Crash during startup
Hi! Checking out a fresh GiNaC-1.3 tree and configuring --disable-shared (after having called autogen.sh) leaves one with three crashing binaries in the test suite. It seems to be independend of compiler flags. A shared library works, as does ginsh. (@Jens and Cebix: I reproduced this on wino.) A stack backtrace indicates that GiNaC::basic::gethash() is being invoked on NULL: (gdb) run Starting program: /autofs/medium/home/kreckel/projects/GiNaC-1.4/check/checks Program received signal SIGSEGV, Segmentation fault. 0x08079827 in GiNaC::basic::gethash (this=0x0) at basic.h:254 254 if (flags & status_flags::hash_calculated) { (gdb) bt #0 0x08079827 in GiNaC::basic::gethash (this=0x0) at basic.h:254 #1 0x08078fcf in GiNaC::basic::is_equal (this=0x81feb70, other=@0x0) at basic.cpp:888 #2 0x08056bb2 in GiNaC::ex::is_equal (this=0xffffda30, other=@0x81fa5a4) at ex.h:399 #3 0x0805b2eb in GiNaC::ex::is_zero (this=0xffffda30) at ex.h:208 #4 0x08163bb8 in GiNaC::power::eval (this=0xffffdac0, level=1) at power.cpp:359 #5 0x0807e2d5 in GiNaC::ex::construct_from_basic (other=@0xffffdac0) at ex.cpp:287 #6 0x08050136 in ex (this=0x81fa8e4, other=@0xffffdac0) at ex.h:304 #7 0x08165c69 in GiNaC::power::evalf (this=0xffffdb60, level=0) at power.cpp:525 #8 0x081a279e in __static_initialization_and_destruction_0 (__initialize_p=1, __priority=65535) at integral.cpp:206 #9 0x081a28a6 in global constructors keyed to _ZN5GiNaC8integral8reg_infoE () at container.h:130 #10 0x081a3825 in __do_global_ctors_aux () #11 0x0804dc19 in _init () #12 0x081a375b in __libc_csu_init () #13 0x557a57a2 in __libc_start_main () from /lib/tls/libc.so.6 #14 0xffffdc64 in ?? () Are we still having initialization order problems? Cheers -richy. -- Richard B. Kreckel <http://www.ginac.de/~kreckel/>
Happy new year! On Sun, 26 Dec 2004, I wrote:
Checking out a fresh GiNaC-1.3 tree and configuring --disable-shared (after having called autogen.sh) leaves one with three crashing binaries in the test suite. It seems to be independend of compiler flags. A shared library works, as does ginsh. (@Jens and Cebix: I reproduced this on wino.)

## WHAT IS BEING ASKED
Answer from the GiNaC crash report:
(a) Which configure option was used when the test-suite binaries crashed?
(b) In the backtrace, which function is called with this=0x0?
(c) On what date does the follow-up say the first message was written?

## GIVEN MATERIAL
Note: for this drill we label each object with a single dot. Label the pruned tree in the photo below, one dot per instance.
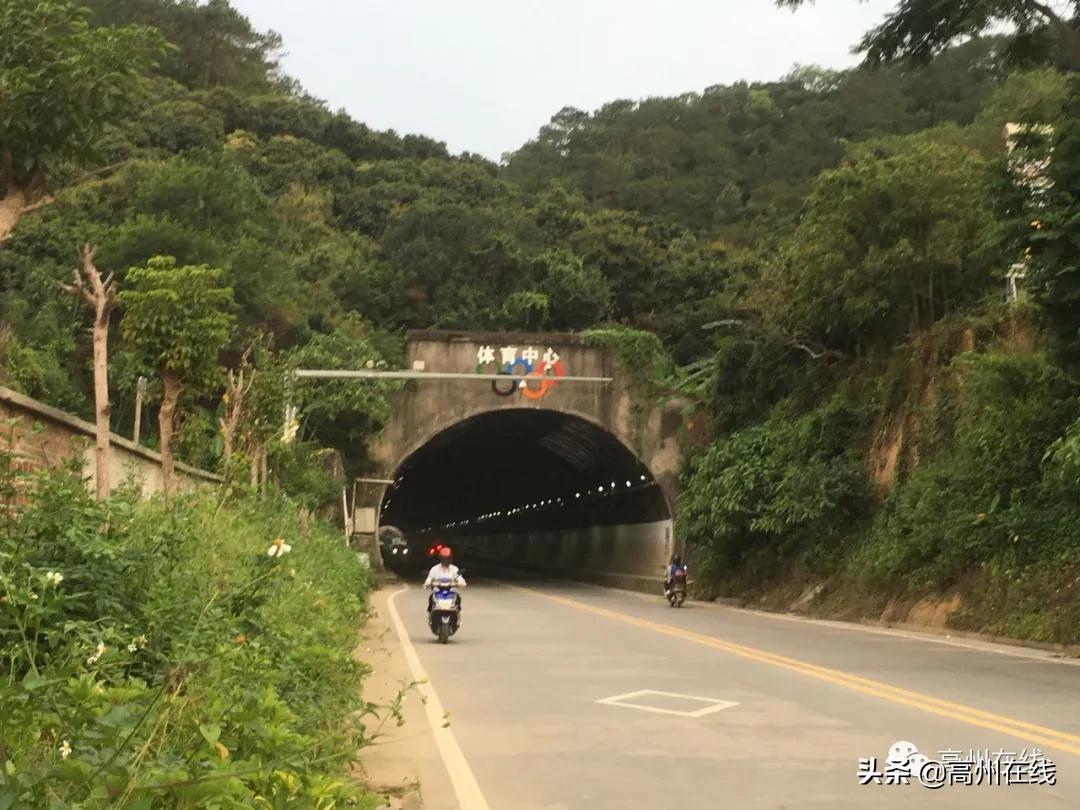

## SOLUTION FOR THIS EXERCISE
(a) --disable-shared
(b) GiNaC::basic::gethash
(c) Sun, 26 Dec 2004